REQUEST - Which lines of the data below contain the word "List"? Gather and copy each of them, counting a match only when the case is the same.

ITEMS -
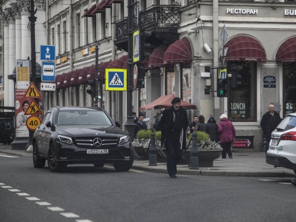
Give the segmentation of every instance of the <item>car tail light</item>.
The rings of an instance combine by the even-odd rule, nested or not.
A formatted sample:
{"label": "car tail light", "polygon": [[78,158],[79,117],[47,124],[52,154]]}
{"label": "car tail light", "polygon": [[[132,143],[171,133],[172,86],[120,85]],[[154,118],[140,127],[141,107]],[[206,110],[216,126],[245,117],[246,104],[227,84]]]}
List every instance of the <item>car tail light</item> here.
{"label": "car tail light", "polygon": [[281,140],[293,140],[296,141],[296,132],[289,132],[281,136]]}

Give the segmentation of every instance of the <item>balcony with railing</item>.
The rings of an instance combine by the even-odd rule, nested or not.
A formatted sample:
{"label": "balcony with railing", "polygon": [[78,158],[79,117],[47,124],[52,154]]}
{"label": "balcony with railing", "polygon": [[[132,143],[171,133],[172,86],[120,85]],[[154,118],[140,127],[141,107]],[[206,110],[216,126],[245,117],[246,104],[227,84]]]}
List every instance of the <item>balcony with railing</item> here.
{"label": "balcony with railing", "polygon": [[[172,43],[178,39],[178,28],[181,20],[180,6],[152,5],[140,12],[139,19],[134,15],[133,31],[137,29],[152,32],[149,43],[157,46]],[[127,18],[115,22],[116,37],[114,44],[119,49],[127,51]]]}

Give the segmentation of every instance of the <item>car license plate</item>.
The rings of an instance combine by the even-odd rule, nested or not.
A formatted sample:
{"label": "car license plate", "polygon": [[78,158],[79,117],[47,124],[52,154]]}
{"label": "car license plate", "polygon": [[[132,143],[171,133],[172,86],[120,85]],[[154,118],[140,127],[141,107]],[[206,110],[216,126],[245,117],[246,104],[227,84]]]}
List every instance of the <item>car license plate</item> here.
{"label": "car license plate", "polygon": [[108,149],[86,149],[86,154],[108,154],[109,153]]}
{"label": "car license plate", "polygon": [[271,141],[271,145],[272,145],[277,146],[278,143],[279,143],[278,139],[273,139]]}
* * *
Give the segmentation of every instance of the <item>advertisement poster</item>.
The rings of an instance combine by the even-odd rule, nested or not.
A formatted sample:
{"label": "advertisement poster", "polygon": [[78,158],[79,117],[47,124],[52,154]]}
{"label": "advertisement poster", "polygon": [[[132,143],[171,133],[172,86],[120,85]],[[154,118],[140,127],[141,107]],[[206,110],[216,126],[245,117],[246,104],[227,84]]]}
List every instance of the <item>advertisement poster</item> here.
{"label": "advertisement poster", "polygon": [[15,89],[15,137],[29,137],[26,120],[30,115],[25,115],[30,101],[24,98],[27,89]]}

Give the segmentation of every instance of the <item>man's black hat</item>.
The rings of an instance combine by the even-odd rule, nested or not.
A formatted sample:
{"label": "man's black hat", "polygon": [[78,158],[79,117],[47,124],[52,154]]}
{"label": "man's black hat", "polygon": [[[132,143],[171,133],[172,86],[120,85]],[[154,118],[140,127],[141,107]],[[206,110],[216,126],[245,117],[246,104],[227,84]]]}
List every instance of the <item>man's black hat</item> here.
--
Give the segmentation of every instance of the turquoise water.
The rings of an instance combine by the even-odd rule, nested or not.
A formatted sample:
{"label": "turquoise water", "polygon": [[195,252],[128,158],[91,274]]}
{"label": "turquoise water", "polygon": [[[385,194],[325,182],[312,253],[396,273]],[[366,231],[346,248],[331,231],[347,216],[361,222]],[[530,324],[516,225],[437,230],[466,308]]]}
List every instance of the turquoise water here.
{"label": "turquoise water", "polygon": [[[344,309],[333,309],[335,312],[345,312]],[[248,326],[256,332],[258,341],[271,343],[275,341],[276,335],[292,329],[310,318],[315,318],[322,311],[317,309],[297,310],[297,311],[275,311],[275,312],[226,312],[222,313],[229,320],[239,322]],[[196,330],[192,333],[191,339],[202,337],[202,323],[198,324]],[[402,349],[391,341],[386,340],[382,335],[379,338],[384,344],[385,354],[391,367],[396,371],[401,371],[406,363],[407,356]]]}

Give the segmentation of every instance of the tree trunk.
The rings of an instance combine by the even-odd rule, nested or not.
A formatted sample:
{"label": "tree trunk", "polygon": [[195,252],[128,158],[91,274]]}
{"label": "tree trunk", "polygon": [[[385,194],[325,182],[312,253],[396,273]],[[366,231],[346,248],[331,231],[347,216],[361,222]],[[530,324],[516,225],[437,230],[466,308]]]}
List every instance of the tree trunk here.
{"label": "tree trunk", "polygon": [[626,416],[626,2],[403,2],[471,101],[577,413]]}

TASK OUTPUT -
List every instance of the <item>car tail light</item> here.
List every instance of the <item>balcony with railing</item> here.
List every instance of the <item>car license plate</item> here.
List every instance of the <item>advertisement poster</item> here.
List every instance of the <item>man's black hat</item> here.
List every instance of the turquoise water here.
List every instance of the tree trunk here.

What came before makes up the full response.